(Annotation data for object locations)
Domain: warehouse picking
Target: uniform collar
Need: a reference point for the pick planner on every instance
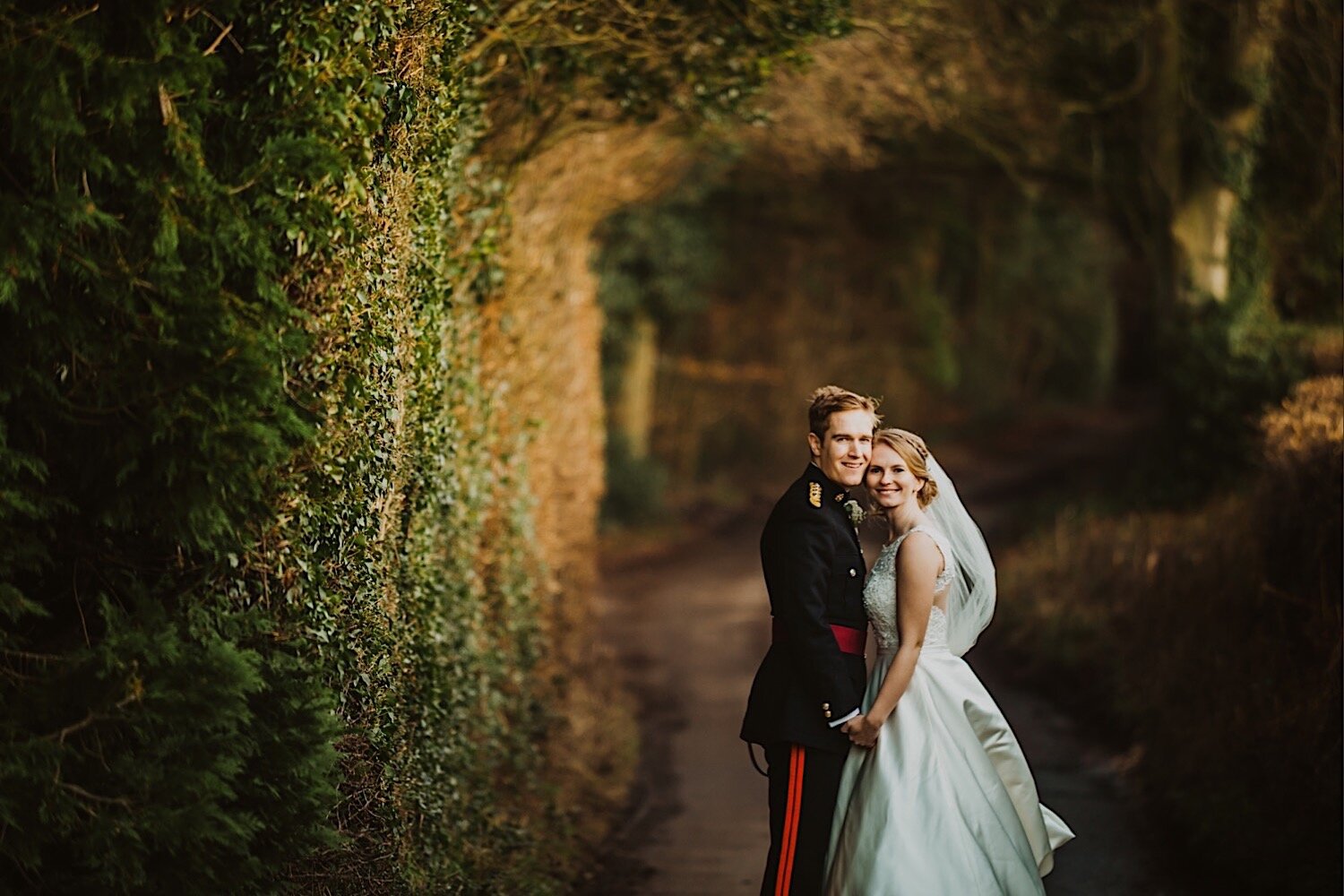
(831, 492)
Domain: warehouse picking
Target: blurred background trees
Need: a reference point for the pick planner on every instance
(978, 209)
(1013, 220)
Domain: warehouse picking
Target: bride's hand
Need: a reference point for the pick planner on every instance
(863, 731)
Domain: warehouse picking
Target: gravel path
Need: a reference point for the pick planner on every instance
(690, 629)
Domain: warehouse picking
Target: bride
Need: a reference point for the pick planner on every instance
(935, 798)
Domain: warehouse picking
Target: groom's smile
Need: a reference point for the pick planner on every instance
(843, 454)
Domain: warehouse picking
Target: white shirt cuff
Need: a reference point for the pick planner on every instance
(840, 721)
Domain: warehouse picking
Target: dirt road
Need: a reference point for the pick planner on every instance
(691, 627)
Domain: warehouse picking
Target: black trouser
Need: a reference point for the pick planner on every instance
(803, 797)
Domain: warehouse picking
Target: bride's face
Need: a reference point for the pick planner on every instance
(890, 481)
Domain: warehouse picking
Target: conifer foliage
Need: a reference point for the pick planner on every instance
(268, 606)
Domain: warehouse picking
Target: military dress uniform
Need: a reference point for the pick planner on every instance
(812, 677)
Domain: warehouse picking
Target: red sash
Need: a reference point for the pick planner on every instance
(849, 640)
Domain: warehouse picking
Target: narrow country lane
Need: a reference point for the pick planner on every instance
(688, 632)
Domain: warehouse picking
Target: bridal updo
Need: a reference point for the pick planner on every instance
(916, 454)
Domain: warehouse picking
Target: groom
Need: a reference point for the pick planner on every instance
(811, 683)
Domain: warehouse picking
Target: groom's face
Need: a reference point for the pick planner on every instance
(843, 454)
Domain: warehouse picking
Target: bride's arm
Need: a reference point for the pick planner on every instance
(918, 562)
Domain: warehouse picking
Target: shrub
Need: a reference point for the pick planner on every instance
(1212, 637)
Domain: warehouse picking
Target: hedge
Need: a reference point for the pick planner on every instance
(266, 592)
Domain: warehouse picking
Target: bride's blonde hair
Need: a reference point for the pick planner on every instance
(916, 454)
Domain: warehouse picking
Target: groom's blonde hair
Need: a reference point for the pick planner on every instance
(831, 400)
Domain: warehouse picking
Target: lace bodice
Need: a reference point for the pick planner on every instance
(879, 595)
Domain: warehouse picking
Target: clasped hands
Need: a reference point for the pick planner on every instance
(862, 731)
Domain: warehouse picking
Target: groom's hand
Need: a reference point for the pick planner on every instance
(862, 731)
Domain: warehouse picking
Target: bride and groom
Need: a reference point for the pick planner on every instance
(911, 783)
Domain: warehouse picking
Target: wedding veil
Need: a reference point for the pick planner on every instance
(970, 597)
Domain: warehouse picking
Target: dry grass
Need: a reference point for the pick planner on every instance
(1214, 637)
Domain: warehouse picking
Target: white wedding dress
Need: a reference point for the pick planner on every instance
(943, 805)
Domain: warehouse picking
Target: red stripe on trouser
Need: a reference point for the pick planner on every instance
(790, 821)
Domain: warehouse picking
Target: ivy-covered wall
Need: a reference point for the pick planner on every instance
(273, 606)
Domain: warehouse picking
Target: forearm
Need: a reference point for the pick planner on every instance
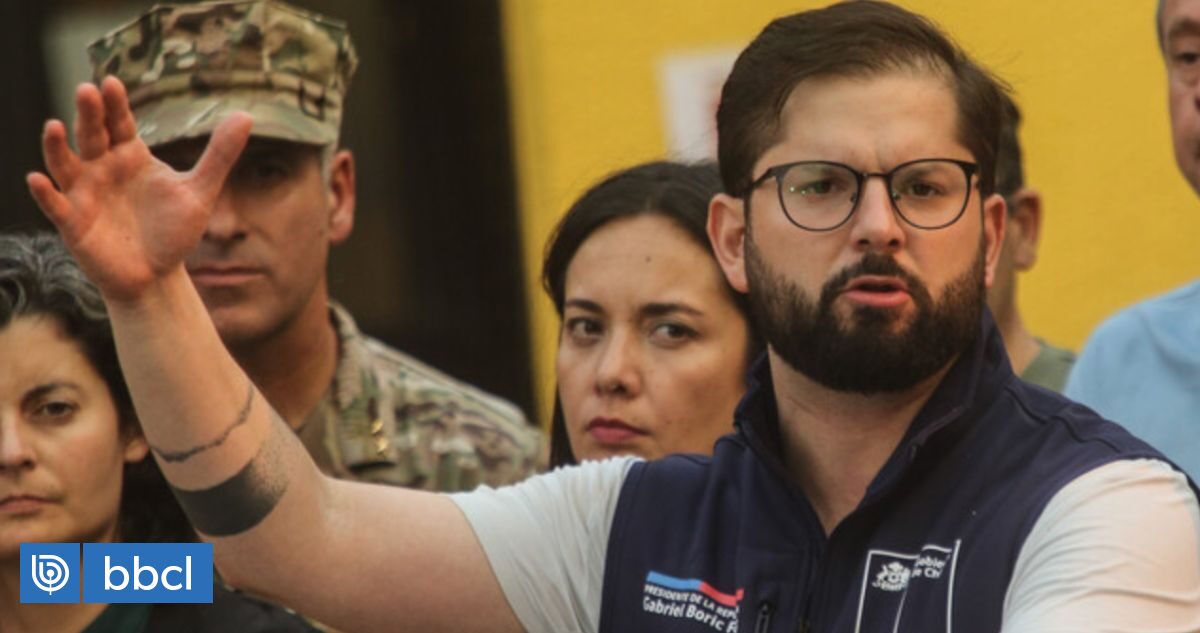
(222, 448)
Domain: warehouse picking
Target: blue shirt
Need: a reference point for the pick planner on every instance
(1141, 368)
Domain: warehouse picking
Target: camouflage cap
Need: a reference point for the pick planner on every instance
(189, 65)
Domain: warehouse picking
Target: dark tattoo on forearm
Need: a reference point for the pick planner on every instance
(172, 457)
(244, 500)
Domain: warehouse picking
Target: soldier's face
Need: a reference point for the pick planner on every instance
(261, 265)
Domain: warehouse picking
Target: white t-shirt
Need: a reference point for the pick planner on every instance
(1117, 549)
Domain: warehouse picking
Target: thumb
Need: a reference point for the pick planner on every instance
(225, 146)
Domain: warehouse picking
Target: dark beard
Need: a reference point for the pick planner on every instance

• _Stated exercise_: Write out the entries from the very beginning through the line containing "(1013, 220)", including both ends, and leave the pictures out of your answer.

• _Response_:
Domain: warehouse picking
Target: uniform collar
Need: a reference point for the pick planner on every instance
(831, 492)
Domain: warehouse picking
Target: blurred background trees
Need: a reference point for the pick planner on every instance
(978, 209)
(1013, 220)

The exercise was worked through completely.